---------- Data for analysis

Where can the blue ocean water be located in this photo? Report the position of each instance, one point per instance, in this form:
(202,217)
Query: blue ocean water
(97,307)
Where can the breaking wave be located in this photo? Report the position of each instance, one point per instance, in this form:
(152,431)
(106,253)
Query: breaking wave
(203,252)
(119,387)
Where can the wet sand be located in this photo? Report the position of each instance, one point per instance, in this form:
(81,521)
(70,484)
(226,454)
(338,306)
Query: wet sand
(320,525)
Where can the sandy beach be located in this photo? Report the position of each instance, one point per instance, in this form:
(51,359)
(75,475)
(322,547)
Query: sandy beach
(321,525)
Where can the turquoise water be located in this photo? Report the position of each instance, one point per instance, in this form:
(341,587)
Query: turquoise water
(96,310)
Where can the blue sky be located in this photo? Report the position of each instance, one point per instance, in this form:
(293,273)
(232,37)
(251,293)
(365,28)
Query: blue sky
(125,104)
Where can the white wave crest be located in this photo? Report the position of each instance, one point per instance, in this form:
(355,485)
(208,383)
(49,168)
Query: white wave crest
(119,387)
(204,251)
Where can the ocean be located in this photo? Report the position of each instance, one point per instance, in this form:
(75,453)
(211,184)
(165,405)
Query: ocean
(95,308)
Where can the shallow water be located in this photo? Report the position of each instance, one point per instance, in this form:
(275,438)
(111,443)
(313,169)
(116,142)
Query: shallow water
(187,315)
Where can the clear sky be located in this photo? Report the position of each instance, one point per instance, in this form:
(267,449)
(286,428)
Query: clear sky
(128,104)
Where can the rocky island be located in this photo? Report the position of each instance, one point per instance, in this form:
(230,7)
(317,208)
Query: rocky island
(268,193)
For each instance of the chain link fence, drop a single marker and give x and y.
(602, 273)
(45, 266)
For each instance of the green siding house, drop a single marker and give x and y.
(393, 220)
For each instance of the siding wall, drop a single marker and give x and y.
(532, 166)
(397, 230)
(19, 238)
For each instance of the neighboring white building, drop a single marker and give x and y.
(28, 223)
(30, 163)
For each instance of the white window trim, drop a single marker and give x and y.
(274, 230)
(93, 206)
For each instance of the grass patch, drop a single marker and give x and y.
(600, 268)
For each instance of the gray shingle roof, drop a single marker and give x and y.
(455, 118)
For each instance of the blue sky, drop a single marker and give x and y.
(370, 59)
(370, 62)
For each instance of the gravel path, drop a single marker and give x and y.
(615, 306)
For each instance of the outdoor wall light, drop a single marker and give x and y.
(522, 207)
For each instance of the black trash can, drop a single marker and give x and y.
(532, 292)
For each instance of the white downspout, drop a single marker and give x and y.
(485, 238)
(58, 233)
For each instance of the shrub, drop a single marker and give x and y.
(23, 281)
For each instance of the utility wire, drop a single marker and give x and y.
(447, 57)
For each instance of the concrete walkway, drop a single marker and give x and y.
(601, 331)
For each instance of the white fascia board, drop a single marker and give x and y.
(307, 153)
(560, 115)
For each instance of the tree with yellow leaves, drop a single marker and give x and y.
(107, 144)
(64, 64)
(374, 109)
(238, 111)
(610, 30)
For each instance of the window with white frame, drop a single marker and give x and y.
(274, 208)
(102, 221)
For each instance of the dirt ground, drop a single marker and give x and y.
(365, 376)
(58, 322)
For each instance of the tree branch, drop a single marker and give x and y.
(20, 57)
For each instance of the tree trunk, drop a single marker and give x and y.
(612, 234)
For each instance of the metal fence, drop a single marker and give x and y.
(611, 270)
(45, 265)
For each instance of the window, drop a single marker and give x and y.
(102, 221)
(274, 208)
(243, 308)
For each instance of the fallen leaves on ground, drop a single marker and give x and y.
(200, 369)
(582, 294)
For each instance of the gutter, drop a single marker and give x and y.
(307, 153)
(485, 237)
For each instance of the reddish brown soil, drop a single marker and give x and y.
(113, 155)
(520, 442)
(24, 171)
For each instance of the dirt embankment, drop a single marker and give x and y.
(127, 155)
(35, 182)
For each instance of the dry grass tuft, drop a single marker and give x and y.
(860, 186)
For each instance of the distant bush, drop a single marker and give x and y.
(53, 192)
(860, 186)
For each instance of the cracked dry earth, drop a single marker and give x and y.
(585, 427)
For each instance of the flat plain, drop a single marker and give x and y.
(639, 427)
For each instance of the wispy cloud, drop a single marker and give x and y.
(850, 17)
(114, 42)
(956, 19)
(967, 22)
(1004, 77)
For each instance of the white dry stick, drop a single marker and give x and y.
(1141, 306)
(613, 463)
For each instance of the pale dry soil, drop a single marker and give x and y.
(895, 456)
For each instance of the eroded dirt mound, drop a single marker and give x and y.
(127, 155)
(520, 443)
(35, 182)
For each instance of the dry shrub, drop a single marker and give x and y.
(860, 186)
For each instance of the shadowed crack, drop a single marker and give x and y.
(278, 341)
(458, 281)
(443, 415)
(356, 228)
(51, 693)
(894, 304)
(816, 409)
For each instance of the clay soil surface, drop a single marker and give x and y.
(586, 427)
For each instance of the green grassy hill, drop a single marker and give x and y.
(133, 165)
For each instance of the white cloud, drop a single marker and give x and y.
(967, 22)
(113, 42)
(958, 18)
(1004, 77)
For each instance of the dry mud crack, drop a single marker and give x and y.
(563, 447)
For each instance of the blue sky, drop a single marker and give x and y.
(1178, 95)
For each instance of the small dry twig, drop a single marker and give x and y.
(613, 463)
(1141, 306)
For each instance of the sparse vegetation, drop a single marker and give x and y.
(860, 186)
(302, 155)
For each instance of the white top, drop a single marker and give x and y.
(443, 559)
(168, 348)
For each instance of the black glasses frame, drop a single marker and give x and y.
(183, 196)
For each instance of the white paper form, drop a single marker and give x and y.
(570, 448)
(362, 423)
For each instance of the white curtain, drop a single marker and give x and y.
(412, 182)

--------------------

- Instructions for the task -
Could you print the lines of the records above from the one containing "For each instance of the sparse" through the last, exactly and with no additions?

- Your response -
For each instance of the sparse vegetation, drop a single marker and give x and y.
(860, 186)
(302, 155)
For each instance of the white top, drop a single marker and give x and y.
(443, 559)
(168, 348)
For each instance of the black glasses frame, drop a single marker and give x and y.
(183, 196)
For each instance of the white paper form, drop a single marker and give x and y.
(570, 448)
(362, 423)
For each instance of the white curtain, drop a single marker and give x and y.
(412, 182)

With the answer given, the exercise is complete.